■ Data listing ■
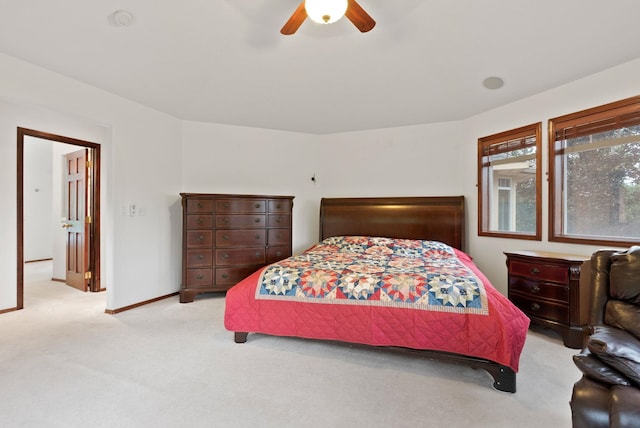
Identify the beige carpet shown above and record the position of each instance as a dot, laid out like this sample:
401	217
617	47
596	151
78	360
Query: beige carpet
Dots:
64	363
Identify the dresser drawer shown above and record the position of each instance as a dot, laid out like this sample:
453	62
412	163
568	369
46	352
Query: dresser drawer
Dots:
240	221
237	238
199	258
278	220
541	308
231	276
539	289
241	256
199	278
540	271
241	206
278	236
275	254
199	205
279	206
199	221
199	238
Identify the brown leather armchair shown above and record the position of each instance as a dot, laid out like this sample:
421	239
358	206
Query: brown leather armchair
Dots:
608	395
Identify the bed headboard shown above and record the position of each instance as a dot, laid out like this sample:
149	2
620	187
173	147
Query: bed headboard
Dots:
437	218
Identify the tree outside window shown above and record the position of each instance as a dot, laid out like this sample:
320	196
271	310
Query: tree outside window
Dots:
509	184
595	175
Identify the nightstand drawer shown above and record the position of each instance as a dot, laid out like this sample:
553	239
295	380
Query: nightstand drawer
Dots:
541	308
539	289
540	271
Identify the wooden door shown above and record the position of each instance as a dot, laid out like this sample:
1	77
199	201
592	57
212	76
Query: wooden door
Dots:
76	222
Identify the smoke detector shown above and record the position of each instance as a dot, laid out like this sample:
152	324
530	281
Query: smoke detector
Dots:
121	18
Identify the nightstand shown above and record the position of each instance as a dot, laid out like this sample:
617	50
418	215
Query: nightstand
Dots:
548	288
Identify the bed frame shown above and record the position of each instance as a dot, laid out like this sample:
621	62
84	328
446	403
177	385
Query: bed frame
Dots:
438	218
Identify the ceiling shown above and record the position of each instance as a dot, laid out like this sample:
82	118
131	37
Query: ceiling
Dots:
225	61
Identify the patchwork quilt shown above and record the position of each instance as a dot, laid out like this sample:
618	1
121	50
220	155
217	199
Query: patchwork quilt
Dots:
360	270
382	292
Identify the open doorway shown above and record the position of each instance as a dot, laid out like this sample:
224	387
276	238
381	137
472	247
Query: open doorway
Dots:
79	216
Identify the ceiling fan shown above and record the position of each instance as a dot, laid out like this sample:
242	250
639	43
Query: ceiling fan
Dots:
354	12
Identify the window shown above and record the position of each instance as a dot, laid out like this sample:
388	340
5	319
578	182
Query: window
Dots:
509	184
594	175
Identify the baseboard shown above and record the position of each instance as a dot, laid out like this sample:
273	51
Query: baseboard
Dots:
137	305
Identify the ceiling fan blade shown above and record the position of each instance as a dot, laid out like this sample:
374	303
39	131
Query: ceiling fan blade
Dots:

■ Given exercise ■
Begin at the line that contains "Identify the baseboard" and stop at the end of the records, writing every line again with 67 added to each coordinate in the answer dots. Leave the sample coordinates unchanged.

■ Output below ■
Identify the baseboard shown above and record the position of each instance as a dot, laid out like this sample:
273	51
Query: baseboard
Dots:
204	372
Identify the ceiling fan blade shown above and record the position of each instance as a dot, laid out like this sample:
374	303
39	131
Query: ceiling fan blade
Dots:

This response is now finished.